Exercise
Rewrite the lines from the one containing "For each instance of the distant" through the last line, changing "terraced hillside" to "stepped hillside" and keeping everything else the same.

Data for the task
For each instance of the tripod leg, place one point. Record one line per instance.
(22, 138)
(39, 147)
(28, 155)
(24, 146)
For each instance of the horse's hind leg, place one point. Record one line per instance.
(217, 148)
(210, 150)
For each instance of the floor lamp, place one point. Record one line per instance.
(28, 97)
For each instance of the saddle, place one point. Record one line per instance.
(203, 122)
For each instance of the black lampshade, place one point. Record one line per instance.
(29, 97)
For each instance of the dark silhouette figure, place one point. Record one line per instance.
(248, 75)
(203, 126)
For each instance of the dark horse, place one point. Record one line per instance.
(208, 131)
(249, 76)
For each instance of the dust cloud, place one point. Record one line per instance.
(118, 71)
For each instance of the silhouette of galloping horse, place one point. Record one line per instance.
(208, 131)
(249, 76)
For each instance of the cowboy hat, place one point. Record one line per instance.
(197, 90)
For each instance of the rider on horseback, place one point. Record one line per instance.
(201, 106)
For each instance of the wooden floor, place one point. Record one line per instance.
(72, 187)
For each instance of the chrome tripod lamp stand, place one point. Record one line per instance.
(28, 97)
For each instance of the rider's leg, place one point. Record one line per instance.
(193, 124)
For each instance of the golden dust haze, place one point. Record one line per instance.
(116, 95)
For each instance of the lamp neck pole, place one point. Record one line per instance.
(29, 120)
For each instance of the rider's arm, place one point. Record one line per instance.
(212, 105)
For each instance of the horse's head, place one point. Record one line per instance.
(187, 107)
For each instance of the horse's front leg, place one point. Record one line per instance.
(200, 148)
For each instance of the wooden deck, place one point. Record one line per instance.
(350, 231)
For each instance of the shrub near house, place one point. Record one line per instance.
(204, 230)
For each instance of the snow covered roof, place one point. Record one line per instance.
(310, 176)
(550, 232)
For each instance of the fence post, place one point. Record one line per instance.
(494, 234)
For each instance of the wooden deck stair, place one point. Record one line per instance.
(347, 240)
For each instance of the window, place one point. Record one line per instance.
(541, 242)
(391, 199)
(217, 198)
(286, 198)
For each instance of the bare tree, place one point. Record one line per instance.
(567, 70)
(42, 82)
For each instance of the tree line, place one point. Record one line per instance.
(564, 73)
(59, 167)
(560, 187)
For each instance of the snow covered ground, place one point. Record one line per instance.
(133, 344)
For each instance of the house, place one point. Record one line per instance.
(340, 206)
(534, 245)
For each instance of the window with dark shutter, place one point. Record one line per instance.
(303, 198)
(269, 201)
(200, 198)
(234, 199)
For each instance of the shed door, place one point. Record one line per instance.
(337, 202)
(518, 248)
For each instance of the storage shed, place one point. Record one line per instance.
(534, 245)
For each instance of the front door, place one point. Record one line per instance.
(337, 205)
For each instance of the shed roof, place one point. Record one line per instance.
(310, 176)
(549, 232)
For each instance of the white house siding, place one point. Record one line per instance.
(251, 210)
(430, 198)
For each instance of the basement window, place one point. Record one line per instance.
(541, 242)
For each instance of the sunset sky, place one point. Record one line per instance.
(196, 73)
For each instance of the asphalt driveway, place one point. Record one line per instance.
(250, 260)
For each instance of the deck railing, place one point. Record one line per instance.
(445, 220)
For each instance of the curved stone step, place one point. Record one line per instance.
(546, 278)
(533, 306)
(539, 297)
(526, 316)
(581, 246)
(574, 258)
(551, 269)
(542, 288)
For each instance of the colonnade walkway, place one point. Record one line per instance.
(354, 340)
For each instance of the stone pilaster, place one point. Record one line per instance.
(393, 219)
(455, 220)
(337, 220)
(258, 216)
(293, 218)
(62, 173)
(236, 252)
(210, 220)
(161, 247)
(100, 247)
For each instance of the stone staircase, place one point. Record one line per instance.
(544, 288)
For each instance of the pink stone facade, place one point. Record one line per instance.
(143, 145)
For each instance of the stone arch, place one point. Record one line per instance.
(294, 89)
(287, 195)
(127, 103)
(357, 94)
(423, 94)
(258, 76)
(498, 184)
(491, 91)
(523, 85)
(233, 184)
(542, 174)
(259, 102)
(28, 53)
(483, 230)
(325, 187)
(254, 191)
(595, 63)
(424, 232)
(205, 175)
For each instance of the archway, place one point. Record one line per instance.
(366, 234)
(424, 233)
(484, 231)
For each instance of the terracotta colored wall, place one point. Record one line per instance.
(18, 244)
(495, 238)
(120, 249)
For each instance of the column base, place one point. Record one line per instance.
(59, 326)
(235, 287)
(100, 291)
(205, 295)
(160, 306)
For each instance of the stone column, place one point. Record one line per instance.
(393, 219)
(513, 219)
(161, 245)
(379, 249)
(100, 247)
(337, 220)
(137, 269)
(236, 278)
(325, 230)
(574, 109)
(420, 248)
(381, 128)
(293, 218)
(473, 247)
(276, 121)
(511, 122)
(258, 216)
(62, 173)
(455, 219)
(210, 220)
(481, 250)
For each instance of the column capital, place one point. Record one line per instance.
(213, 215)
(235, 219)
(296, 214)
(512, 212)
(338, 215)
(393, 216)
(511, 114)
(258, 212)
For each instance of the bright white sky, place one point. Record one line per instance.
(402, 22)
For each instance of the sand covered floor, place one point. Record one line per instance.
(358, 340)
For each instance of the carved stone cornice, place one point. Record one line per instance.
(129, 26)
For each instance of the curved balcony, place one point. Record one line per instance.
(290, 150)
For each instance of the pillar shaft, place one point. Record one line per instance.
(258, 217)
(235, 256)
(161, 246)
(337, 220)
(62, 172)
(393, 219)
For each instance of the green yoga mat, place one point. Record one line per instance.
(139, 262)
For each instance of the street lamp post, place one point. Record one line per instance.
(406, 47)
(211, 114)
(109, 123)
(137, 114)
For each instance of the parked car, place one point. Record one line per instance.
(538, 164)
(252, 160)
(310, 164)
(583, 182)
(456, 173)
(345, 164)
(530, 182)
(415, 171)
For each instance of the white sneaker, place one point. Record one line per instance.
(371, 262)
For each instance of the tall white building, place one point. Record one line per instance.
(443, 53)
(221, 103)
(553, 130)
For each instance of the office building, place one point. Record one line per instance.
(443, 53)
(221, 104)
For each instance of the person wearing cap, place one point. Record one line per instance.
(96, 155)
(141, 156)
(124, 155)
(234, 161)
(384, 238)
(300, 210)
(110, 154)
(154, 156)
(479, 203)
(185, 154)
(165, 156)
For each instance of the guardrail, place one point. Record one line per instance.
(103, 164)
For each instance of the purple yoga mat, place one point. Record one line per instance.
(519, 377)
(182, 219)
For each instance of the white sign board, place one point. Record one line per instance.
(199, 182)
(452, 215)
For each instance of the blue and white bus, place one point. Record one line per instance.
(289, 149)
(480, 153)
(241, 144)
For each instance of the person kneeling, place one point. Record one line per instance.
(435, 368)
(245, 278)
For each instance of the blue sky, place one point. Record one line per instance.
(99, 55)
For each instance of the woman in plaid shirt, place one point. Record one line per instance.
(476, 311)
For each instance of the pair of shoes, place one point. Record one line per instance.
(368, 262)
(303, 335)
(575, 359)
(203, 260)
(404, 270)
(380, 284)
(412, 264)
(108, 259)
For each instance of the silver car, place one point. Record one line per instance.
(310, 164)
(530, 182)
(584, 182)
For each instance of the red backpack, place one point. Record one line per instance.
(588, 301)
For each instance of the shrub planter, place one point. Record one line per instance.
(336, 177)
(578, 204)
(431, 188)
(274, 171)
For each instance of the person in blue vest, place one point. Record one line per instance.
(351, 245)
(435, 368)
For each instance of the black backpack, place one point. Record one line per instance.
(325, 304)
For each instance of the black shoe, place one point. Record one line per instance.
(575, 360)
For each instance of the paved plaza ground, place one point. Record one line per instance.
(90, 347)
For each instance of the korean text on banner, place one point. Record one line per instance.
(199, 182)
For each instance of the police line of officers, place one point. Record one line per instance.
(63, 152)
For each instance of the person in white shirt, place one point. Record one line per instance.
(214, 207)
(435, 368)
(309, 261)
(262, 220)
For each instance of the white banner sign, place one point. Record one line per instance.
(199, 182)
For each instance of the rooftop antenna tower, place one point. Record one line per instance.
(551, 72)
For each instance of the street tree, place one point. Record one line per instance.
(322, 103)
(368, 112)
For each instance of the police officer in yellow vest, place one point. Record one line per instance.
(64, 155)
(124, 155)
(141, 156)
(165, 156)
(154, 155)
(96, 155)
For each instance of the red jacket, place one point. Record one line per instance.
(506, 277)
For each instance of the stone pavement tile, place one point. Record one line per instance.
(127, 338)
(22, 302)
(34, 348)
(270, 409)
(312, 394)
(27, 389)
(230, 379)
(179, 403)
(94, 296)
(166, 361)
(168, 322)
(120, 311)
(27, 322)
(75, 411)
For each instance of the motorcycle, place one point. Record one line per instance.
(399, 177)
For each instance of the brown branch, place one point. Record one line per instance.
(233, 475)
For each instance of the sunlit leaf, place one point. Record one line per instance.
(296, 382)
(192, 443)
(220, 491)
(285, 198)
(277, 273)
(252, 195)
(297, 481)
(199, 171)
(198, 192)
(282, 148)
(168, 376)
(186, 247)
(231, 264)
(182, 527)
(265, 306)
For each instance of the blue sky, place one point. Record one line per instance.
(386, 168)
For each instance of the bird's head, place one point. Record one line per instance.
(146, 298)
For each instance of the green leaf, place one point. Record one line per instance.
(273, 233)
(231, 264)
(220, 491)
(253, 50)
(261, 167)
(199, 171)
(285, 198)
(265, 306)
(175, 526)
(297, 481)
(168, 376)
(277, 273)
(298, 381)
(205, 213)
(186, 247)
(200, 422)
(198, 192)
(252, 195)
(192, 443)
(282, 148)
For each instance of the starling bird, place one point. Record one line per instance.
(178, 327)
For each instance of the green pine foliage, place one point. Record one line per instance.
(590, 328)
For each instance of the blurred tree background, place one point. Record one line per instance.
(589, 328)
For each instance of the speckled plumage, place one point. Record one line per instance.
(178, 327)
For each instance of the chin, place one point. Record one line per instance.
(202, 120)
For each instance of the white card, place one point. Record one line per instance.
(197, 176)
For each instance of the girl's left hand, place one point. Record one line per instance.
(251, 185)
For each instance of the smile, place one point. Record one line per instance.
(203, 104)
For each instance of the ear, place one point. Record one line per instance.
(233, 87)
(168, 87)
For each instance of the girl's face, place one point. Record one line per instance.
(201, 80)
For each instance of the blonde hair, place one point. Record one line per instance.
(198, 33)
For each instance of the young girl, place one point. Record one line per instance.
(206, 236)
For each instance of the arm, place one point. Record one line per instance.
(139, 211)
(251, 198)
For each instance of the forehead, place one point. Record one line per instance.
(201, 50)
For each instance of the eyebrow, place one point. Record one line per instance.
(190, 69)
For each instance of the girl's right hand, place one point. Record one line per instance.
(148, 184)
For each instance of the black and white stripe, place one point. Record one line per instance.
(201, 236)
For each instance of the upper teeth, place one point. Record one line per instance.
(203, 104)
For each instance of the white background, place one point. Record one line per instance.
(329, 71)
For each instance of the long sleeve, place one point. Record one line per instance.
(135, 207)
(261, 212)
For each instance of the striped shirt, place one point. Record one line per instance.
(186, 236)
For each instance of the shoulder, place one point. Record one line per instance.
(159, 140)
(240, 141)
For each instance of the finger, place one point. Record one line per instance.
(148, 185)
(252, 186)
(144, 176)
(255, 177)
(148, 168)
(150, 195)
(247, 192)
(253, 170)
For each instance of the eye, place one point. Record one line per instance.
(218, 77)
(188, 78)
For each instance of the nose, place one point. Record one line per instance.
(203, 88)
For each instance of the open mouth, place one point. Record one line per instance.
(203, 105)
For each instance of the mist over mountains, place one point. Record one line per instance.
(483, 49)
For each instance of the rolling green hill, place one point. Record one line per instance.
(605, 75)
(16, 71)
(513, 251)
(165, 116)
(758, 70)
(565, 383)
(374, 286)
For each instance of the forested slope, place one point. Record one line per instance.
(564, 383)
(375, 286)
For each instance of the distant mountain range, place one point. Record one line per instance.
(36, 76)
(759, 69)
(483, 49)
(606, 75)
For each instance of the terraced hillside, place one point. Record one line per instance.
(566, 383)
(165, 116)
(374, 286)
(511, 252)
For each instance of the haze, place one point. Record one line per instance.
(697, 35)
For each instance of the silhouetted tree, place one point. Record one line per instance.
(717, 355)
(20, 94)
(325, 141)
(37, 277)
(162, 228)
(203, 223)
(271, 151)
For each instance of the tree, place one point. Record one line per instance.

Task response
For each instance of the distant mountain range, place one point. Record one line per instance.
(36, 76)
(759, 69)
(483, 49)
(606, 75)
For each instance of the stepped hillside, place one point. Record one line per instance.
(566, 383)
(165, 116)
(374, 286)
(511, 252)
For each instance of the haze, place one point. Record one line per instance.
(697, 35)
For each instance of the silhouetted tree, place one point. Record one line per instance.
(717, 355)
(20, 94)
(325, 141)
(37, 277)
(162, 228)
(203, 223)
(271, 151)
For each instance of the tree, place one point. Record one line per instance.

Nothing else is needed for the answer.